Given problem
Restate the entries below verbatim.

Given data
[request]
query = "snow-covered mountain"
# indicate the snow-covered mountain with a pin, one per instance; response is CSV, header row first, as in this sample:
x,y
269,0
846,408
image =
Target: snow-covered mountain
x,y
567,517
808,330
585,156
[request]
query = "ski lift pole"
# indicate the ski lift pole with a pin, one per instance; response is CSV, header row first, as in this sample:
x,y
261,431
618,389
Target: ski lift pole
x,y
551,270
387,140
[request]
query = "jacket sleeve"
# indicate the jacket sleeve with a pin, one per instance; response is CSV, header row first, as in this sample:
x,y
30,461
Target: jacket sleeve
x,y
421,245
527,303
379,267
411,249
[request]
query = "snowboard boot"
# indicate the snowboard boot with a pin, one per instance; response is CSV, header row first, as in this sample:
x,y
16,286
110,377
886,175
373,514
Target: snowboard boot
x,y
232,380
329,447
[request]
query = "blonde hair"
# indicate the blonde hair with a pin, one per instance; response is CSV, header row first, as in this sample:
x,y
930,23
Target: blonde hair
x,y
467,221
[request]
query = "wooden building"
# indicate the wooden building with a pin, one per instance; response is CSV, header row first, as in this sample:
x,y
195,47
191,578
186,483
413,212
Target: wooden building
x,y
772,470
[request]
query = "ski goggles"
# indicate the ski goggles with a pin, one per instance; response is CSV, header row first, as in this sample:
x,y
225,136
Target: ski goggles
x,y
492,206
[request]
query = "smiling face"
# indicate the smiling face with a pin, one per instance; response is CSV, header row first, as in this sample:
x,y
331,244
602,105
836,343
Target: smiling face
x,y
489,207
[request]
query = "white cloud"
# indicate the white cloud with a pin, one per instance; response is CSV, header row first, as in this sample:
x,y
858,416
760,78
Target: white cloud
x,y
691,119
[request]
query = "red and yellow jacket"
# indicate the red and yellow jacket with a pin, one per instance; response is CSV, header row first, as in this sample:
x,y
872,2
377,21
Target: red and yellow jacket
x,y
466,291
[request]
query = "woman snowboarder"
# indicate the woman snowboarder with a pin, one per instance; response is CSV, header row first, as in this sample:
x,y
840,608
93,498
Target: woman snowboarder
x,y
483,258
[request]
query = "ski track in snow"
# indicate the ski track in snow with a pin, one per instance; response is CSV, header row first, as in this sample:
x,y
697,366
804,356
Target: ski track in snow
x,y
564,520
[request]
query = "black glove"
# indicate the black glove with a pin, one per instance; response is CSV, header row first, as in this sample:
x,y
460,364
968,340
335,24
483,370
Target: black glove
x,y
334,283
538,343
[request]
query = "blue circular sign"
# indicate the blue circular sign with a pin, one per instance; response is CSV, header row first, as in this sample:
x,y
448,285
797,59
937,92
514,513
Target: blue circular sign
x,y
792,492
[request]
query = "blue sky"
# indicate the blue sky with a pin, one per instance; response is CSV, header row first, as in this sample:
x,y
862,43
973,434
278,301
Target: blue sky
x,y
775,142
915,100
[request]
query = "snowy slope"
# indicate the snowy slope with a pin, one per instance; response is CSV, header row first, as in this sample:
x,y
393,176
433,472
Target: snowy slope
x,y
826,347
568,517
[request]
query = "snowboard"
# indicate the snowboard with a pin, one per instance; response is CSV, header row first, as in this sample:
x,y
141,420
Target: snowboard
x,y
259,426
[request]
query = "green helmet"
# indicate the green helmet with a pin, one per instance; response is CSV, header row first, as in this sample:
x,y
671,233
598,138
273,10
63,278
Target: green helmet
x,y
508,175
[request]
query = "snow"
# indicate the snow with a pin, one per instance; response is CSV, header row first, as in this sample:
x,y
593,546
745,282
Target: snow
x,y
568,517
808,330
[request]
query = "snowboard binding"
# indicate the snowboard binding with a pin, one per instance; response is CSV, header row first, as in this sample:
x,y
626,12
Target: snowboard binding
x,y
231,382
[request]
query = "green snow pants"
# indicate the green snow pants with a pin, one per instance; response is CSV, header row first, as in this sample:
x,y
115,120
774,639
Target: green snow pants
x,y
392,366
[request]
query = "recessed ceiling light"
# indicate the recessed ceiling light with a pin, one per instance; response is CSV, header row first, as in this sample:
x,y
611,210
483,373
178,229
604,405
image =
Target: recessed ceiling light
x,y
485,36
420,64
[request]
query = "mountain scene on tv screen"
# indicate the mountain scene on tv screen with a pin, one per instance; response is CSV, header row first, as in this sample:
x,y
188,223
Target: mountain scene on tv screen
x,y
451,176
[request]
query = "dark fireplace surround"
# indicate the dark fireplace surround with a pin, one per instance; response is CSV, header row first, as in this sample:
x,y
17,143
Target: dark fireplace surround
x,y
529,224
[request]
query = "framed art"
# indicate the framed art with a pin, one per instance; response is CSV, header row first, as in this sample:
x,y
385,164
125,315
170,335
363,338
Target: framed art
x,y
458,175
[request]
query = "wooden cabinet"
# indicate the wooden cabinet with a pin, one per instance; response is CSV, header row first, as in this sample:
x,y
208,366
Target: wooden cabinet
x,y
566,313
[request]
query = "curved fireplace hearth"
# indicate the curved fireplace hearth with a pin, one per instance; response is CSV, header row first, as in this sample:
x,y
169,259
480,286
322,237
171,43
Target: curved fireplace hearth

Result for this exercise
[request]
query = "snow-covered mountain"
# indicate the snow-covered mountain with a pin, one per instance; response is CSV, header row first, as in this sample:
x,y
269,0
846,408
image =
Target: snow-covered mountain
x,y
567,517
808,330
585,156
[request]
query = "ski lift pole"
# indicate the ski lift pole with a pin, one per instance; response is CSV, header row first, as in this sample:
x,y
261,431
618,389
Target: ski lift pole
x,y
551,270
387,140
[request]
query = "jacket sleeve"
# indicate the jacket sleeve with a pin, one per instance; response is CSV, header row first, as in this sample:
x,y
30,461
Target: jacket sleeve
x,y
421,245
527,303
379,267
411,249
[request]
query = "snowboard boot"
# indicate the snowboard boot with a pin, one per instance; response is CSV, header row first, as in this sample:
x,y
16,286
110,377
886,175
373,514
Target: snowboard boot
x,y
232,380
329,447
[request]
query = "blonde hair"
# indicate the blonde hair with a pin, one per instance; response is CSV, header row first, as in this sample:
x,y
930,23
Target: blonde hair
x,y
467,221
[request]
query = "wooden building"
# indicate the wooden building with a pin, one per instance; response is CSV, header row first, as in this sample:
x,y
195,47
191,578
186,483
413,212
Target: wooden building
x,y
772,470
[request]
query = "ski goggles"
# indicate the ski goggles with a pin, one per instance; response is CSV, header row first, as in this sample:
x,y
225,136
Target: ski goggles
x,y
492,206
[request]
query = "smiling face"
# indicate the smiling face with a pin, one per instance; response is CSV, header row first, as in this sample:
x,y
331,244
602,105
836,343
Target: smiling face
x,y
489,207
[request]
query = "white cloud"
# indicate the white cloud with a pin, one per instance; response is CSV, header row first, as in this sample:
x,y
858,416
760,78
Target: white cloud
x,y
691,119
[request]
query = "red and yellow jacket"
# indicate the red and yellow jacket with a pin, one per instance; response is CSV, header row first, as in this sample:
x,y
872,2
377,21
Target: red and yellow jacket
x,y
466,291
[request]
query = "woman snowboarder"
# indicate the woman snowboarder with a pin, one per instance; response is CSV, header row first, as in this sample:
x,y
840,608
93,498
Target: woman snowboarder
x,y
483,258
[request]
query = "ski track in snow"
# indicate the ski track in snow with a pin, one per instance; response is CSV, header row first, as in this sample:
x,y
697,366
804,356
Target: ski track in snow
x,y
564,520
[request]
query = "black glove"
# indicate the black glove with a pin, one per instance; response is CSV, header row first, as in this sample:
x,y
460,364
968,340
335,24
483,370
Target: black glove
x,y
334,283
538,343
[request]
query = "blue circular sign"
# indicate the blue circular sign with a pin, one per instance; response is CSV, header row first, as in this sample:
x,y
448,285
797,59
937,92
514,513
Target: blue circular sign
x,y
792,492
[request]
query = "blue sky"
# indicate the blue sky with a pin, one per instance; response is CSV, header row first, as in this sample:
x,y
862,43
973,434
278,301
Target: blue sky
x,y
775,142
915,100
[request]
query = "snowy slope"
# indicate the snowy slope with a pin, one per instance; response is CSV, header row first, as in this sample:
x,y
393,176
433,472
Target: snowy slope
x,y
826,347
568,517
[request]
query = "snowboard"
# indicate the snowboard with a pin, one per instance; response is CSV, header row first, as in this sample:
x,y
141,420
Target: snowboard
x,y
259,426
[request]
query = "green helmet"
# indicate the green helmet with a pin, one per instance; response is CSV, header row first, as in this sample:
x,y
671,233
598,138
273,10
63,278
Target: green helmet
x,y
508,175
[request]
query = "snow"
# indicate the snow with a pin, one per instance; response is CSV, header row first, as in this sample:
x,y
593,546
745,282
Target: snow
x,y
568,517
808,330
[request]
query = "snowboard binding"
# indicate the snowboard binding with a pin, one per instance; response is CSV, header row first, as in this sample:
x,y
626,12
Target: snowboard binding
x,y
231,382
[request]
query = "green snow pants"
# indicate the green snow pants with a pin, one per instance; response is CSV, header row first, as in this sample:
x,y
115,120
774,639
Target: green snow pants
x,y
392,366
[request]
query = "recessed ceiling light"
# indicate the recessed ceiling light with a pin, one per instance; response is CSV, header row first, as in this sample:
x,y
611,210
483,373
178,229
604,405
image =
Target: recessed ceiling light
x,y
485,36
420,64
[request]
query = "mountain scene on tv screen"
# indicate the mountain scene on tv screen with a pin, one per instance; response is CSV, header row first, as in this sample:
x,y
188,223
Target: mountain scene on tv screen
x,y
451,176
[request]
query = "dark fireplace surround"
# indicate the dark fireplace surround with a pin, one per instance; response is CSV, header row first, as in this sample:
x,y
17,143
Target: dark fireplace surround
x,y
529,224
[request]
query = "framed art"
# indicate the framed art with a pin, one per instance; response is CSV, header row first, as in this sample:
x,y
385,164
125,315
170,335
363,338
Target: framed art
x,y
458,175
[request]
query = "wooden cabinet"
# indicate the wooden cabinet with a pin, one per instance; response is CSV, header row first, as in this sample:
x,y
208,366
Target: wooden cabinet
x,y
566,313
[request]
query = "curved fireplace hearth"
# indicate the curved fireplace hearth with a pin, one per instance; response is CSV, header row first, as in this sample:
x,y
169,259
480,286
322,237
171,43
Target: curved fireplace hearth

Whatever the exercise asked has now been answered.